### THE TASK:
Leave out the pictures, and print exactly the lines from the one holding "Return one point per instance of the shallow" through the last line of the material.

### THE DATA:
_____

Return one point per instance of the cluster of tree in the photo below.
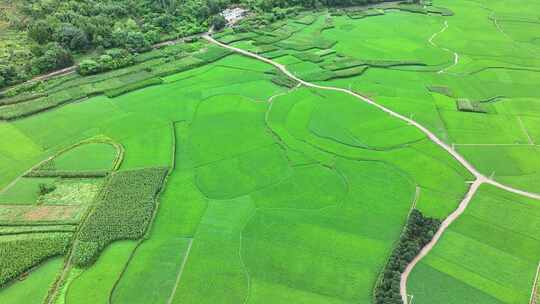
(59, 28)
(418, 232)
(38, 60)
(110, 60)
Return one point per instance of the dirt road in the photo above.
(479, 177)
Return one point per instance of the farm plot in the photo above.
(489, 255)
(277, 193)
(21, 252)
(34, 286)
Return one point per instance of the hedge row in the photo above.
(67, 174)
(10, 230)
(359, 14)
(21, 98)
(133, 86)
(443, 90)
(284, 81)
(308, 56)
(418, 232)
(123, 210)
(19, 253)
(466, 105)
(27, 108)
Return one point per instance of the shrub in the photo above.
(27, 108)
(443, 90)
(466, 105)
(44, 188)
(111, 60)
(123, 210)
(21, 98)
(21, 252)
(133, 86)
(418, 232)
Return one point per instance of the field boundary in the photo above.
(479, 177)
(180, 271)
(534, 292)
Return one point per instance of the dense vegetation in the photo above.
(418, 232)
(21, 252)
(124, 210)
(60, 30)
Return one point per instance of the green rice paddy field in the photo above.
(278, 193)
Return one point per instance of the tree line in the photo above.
(59, 29)
(418, 232)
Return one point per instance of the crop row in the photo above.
(21, 252)
(67, 174)
(123, 211)
(133, 86)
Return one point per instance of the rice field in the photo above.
(269, 192)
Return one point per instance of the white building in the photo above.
(233, 15)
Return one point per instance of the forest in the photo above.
(57, 32)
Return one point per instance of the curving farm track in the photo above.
(479, 177)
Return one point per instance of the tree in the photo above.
(88, 67)
(218, 22)
(72, 37)
(40, 31)
(54, 57)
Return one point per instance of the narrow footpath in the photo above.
(479, 177)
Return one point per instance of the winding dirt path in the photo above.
(456, 55)
(479, 177)
(180, 272)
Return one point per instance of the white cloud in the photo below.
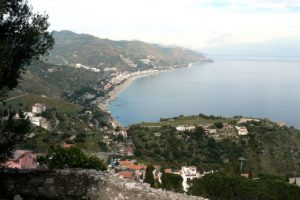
(189, 23)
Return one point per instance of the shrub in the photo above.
(225, 187)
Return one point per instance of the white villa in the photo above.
(242, 130)
(187, 174)
(38, 108)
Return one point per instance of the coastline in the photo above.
(103, 105)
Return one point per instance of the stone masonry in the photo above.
(78, 184)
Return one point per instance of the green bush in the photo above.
(225, 187)
(73, 157)
(172, 182)
(149, 175)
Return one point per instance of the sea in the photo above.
(262, 87)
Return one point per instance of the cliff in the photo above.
(78, 184)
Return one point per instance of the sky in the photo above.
(196, 24)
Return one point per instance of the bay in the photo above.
(249, 86)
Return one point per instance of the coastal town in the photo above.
(118, 163)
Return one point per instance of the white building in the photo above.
(294, 180)
(36, 121)
(242, 130)
(38, 108)
(188, 174)
(180, 128)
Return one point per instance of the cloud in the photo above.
(189, 23)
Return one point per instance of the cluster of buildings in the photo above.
(128, 61)
(217, 133)
(185, 128)
(81, 66)
(124, 146)
(35, 118)
(118, 78)
(128, 170)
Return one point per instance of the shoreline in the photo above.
(103, 105)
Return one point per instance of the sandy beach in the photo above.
(103, 105)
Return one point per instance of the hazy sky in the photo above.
(196, 24)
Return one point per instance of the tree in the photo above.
(23, 37)
(172, 182)
(149, 175)
(73, 157)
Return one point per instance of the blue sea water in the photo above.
(249, 86)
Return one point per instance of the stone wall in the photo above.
(78, 184)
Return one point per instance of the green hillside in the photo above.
(268, 148)
(71, 48)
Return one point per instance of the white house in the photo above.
(38, 108)
(180, 128)
(242, 130)
(187, 174)
(36, 121)
(294, 180)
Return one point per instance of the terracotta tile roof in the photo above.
(125, 162)
(134, 167)
(125, 174)
(65, 145)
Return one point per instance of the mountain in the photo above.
(71, 48)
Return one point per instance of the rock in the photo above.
(17, 197)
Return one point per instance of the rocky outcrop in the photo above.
(79, 184)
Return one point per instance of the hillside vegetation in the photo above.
(71, 48)
(268, 147)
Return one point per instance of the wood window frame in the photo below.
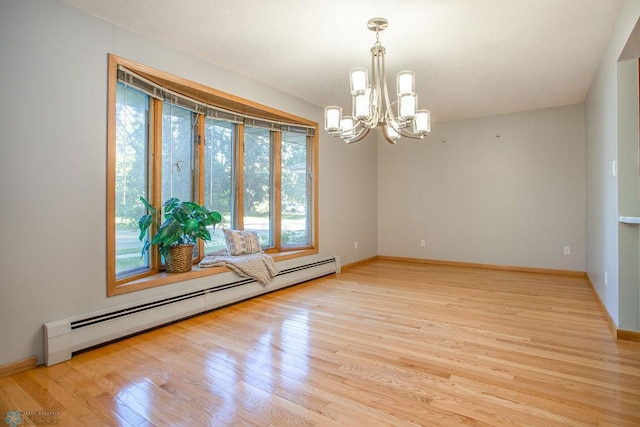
(153, 277)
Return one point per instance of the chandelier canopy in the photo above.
(371, 105)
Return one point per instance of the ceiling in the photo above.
(472, 58)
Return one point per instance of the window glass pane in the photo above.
(177, 153)
(257, 183)
(218, 184)
(295, 190)
(132, 108)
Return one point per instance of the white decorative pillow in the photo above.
(242, 242)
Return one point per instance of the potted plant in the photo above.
(176, 235)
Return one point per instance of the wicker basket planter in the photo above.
(180, 259)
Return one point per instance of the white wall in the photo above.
(505, 190)
(53, 71)
(601, 116)
(628, 200)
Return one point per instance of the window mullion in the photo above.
(156, 171)
(276, 147)
(239, 174)
(199, 178)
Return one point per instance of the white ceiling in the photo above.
(472, 58)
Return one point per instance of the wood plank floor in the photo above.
(383, 344)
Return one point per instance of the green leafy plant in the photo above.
(183, 223)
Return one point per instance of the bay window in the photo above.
(169, 137)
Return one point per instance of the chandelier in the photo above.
(371, 105)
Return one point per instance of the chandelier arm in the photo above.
(362, 133)
(409, 134)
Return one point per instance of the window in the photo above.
(168, 137)
(295, 190)
(258, 181)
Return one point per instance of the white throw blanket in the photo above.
(259, 266)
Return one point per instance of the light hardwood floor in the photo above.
(384, 343)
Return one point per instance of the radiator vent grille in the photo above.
(65, 336)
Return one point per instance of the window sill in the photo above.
(163, 278)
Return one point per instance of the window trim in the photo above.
(219, 99)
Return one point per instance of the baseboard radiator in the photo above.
(64, 337)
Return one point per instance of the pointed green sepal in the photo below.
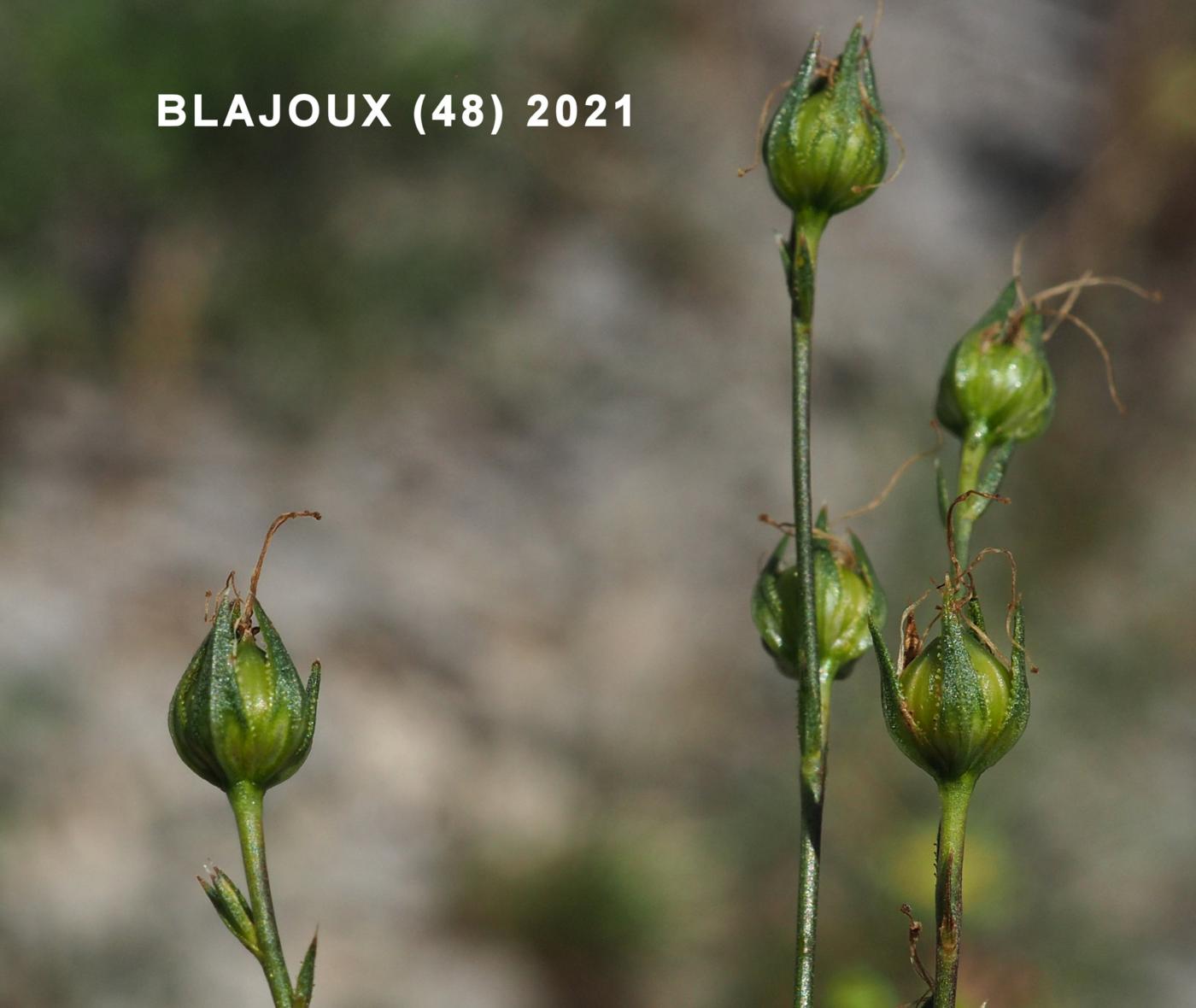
(241, 712)
(1019, 696)
(903, 730)
(998, 385)
(954, 709)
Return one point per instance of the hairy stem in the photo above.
(811, 706)
(948, 891)
(971, 458)
(247, 806)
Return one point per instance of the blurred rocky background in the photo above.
(538, 385)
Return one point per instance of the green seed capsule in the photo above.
(847, 595)
(825, 147)
(241, 712)
(956, 708)
(998, 386)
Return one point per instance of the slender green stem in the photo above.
(247, 806)
(971, 458)
(948, 892)
(811, 727)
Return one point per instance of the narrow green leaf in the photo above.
(232, 908)
(307, 980)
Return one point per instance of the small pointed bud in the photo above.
(956, 708)
(232, 906)
(825, 147)
(241, 712)
(847, 595)
(998, 386)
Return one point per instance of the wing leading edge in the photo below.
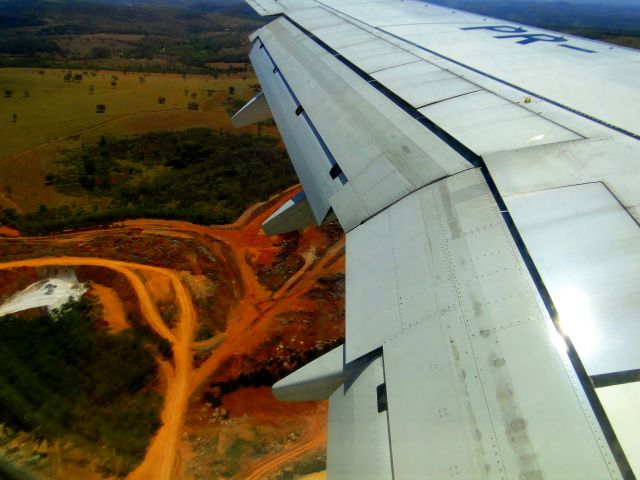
(486, 213)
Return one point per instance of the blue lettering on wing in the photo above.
(524, 37)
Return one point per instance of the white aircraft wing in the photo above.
(487, 177)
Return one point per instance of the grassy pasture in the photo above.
(56, 115)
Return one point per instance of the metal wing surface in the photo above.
(486, 175)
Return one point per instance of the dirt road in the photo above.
(160, 462)
(247, 323)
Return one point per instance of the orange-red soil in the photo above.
(240, 310)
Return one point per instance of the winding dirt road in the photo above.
(245, 324)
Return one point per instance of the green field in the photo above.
(56, 115)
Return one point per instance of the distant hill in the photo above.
(589, 18)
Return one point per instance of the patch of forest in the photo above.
(165, 38)
(197, 175)
(64, 377)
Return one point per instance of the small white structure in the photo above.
(51, 293)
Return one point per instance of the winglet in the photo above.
(315, 381)
(293, 215)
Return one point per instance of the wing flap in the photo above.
(490, 389)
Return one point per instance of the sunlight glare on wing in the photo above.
(576, 319)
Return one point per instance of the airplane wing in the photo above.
(486, 174)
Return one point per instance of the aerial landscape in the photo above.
(144, 313)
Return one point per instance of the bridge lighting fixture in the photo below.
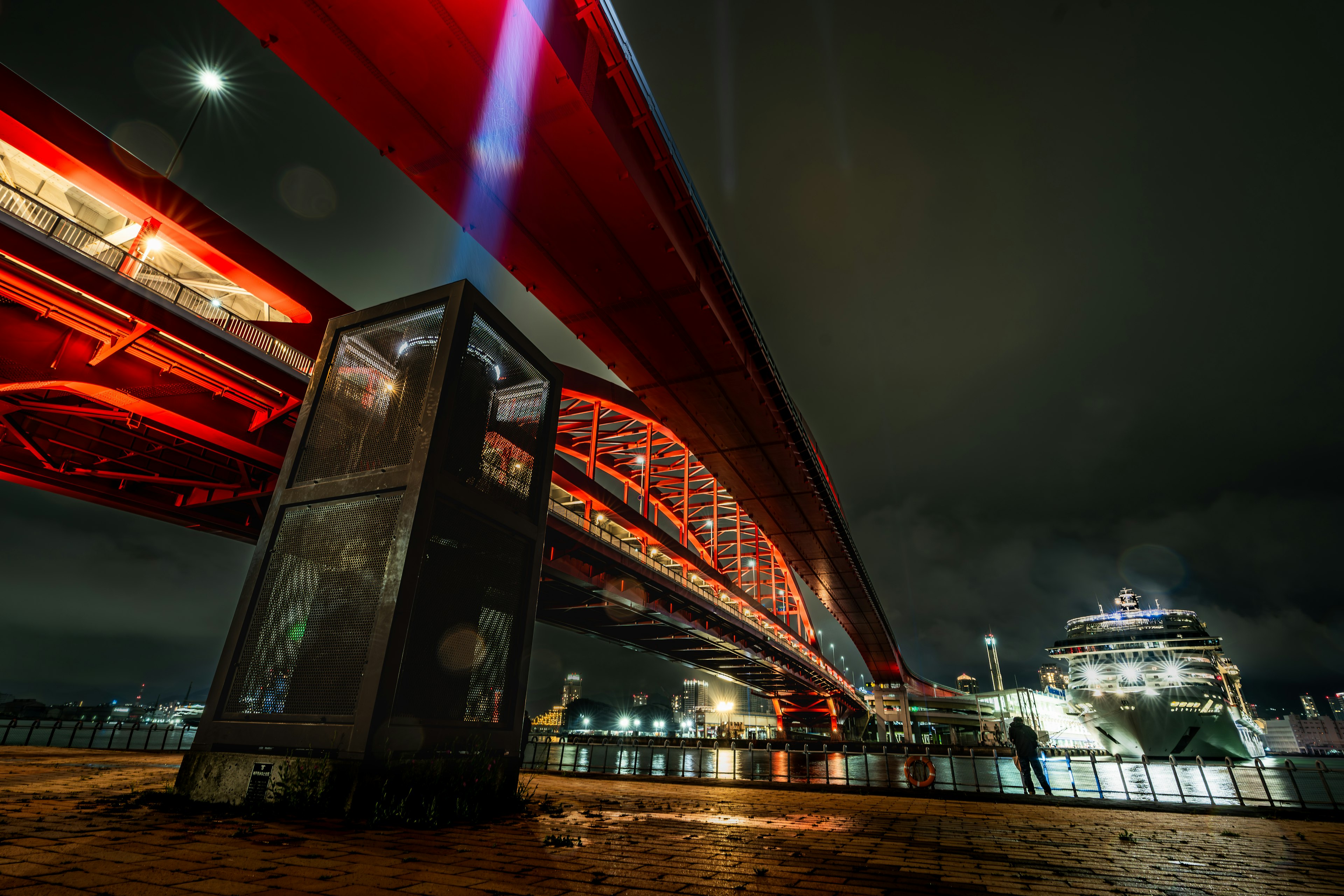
(211, 84)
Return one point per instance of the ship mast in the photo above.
(996, 678)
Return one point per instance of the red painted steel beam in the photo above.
(590, 209)
(58, 139)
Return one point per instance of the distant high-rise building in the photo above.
(996, 676)
(1053, 678)
(573, 688)
(695, 695)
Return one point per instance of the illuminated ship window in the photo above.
(23, 178)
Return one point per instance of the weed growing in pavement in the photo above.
(464, 785)
(562, 840)
(302, 788)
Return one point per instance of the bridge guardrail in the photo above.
(73, 234)
(679, 578)
(96, 735)
(1073, 773)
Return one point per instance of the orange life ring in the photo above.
(926, 765)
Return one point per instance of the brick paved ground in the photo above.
(69, 827)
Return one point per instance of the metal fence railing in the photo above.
(96, 735)
(675, 574)
(1077, 773)
(77, 237)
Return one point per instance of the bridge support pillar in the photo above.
(835, 721)
(389, 608)
(781, 731)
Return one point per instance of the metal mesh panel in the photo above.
(308, 637)
(496, 413)
(373, 397)
(464, 630)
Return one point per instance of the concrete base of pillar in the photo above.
(349, 788)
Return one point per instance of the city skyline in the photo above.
(1008, 475)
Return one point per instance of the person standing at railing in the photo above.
(1029, 754)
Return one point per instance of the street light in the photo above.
(210, 84)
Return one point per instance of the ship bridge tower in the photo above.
(1127, 601)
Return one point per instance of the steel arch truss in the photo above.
(660, 477)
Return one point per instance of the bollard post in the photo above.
(1148, 773)
(1260, 770)
(1237, 788)
(1181, 792)
(1199, 763)
(1292, 776)
(1320, 768)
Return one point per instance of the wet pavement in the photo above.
(69, 824)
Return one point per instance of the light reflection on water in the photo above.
(1092, 777)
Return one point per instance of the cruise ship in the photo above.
(1155, 683)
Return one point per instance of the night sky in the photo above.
(1056, 285)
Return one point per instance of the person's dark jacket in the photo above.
(1025, 739)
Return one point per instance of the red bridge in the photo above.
(152, 355)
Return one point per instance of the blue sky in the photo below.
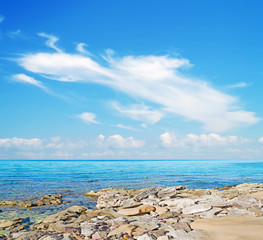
(131, 79)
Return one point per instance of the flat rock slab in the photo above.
(230, 228)
(258, 195)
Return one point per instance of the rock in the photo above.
(167, 192)
(137, 210)
(182, 225)
(258, 195)
(169, 215)
(147, 236)
(183, 235)
(62, 220)
(28, 235)
(211, 213)
(163, 238)
(93, 194)
(148, 192)
(8, 203)
(161, 210)
(27, 204)
(99, 235)
(178, 203)
(3, 237)
(197, 208)
(122, 229)
(48, 238)
(5, 223)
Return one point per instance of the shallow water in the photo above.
(33, 179)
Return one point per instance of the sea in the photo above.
(29, 180)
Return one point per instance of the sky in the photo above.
(122, 79)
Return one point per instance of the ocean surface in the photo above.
(29, 180)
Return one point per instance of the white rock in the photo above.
(183, 235)
(147, 237)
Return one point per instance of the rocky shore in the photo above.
(234, 212)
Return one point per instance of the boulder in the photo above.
(147, 236)
(137, 210)
(153, 191)
(5, 223)
(8, 203)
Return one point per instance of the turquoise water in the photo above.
(33, 179)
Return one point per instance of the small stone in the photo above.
(161, 210)
(122, 229)
(5, 223)
(3, 237)
(167, 215)
(182, 225)
(147, 236)
(135, 211)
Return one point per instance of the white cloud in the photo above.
(15, 34)
(20, 142)
(51, 41)
(117, 141)
(29, 80)
(156, 79)
(203, 140)
(88, 117)
(2, 18)
(239, 85)
(124, 126)
(139, 112)
(80, 48)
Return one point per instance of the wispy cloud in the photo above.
(239, 85)
(23, 78)
(203, 140)
(139, 112)
(51, 41)
(155, 79)
(88, 117)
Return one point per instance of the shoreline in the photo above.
(144, 214)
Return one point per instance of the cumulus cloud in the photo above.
(117, 141)
(80, 48)
(51, 40)
(88, 117)
(203, 140)
(20, 142)
(124, 126)
(155, 79)
(68, 148)
(139, 112)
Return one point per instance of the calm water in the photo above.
(33, 179)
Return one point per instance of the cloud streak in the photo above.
(155, 79)
(88, 117)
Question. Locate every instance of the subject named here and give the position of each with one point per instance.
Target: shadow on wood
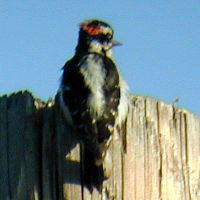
(40, 154)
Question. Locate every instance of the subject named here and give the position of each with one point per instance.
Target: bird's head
(96, 36)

_____

### WRITTEN SOLUTION:
Return one point per instance of the shallow water in the photo above.
(33, 179)
Return one point per instance of the sea in the photo above.
(29, 180)
Return one point per instance of the sky in the photo above.
(122, 79)
Return one point per instance of the ocean surface in the photo above.
(29, 180)
Return one point per instance of the white rock in the photo above.
(183, 235)
(147, 237)
Return one point per instance of the rocky shore in the photo above.
(234, 212)
Return one point per instance of the boulder in the photo above.
(147, 236)
(137, 210)
(153, 191)
(5, 223)
(8, 203)
Return one point per instance of the turquoise water in the photo above.
(33, 179)
Return one point per instance of the small stone in the photo above.
(161, 210)
(122, 229)
(5, 223)
(3, 237)
(167, 215)
(182, 225)
(147, 236)
(135, 211)
Return one point per instance of the white cloud in the photo above.
(15, 34)
(20, 142)
(51, 41)
(117, 141)
(29, 80)
(156, 79)
(203, 140)
(88, 117)
(2, 18)
(239, 85)
(124, 126)
(139, 112)
(80, 48)
Return one point per instance of the wispy cloud in the photo above.
(239, 85)
(23, 78)
(203, 140)
(139, 112)
(51, 41)
(155, 79)
(88, 117)
Return one point per instance of the shoreline in the photo above.
(144, 214)
Return one point per instance of the cumulus cloud in the photo above.
(117, 141)
(80, 48)
(51, 40)
(88, 117)
(203, 140)
(20, 142)
(124, 126)
(155, 79)
(68, 148)
(139, 112)
Return one point per instance of the calm water in the photo above.
(33, 179)
Return one point per instance of the cloud streak in the photo above.
(155, 79)
(88, 117)
Question. Locate every instance of the subject named here and give the position of each with one point per instance.
Target: shadow on wood
(40, 154)
Question. Locate every instance of the subject named here and give the position of each with one point per instance.
Target: bird's head
(96, 36)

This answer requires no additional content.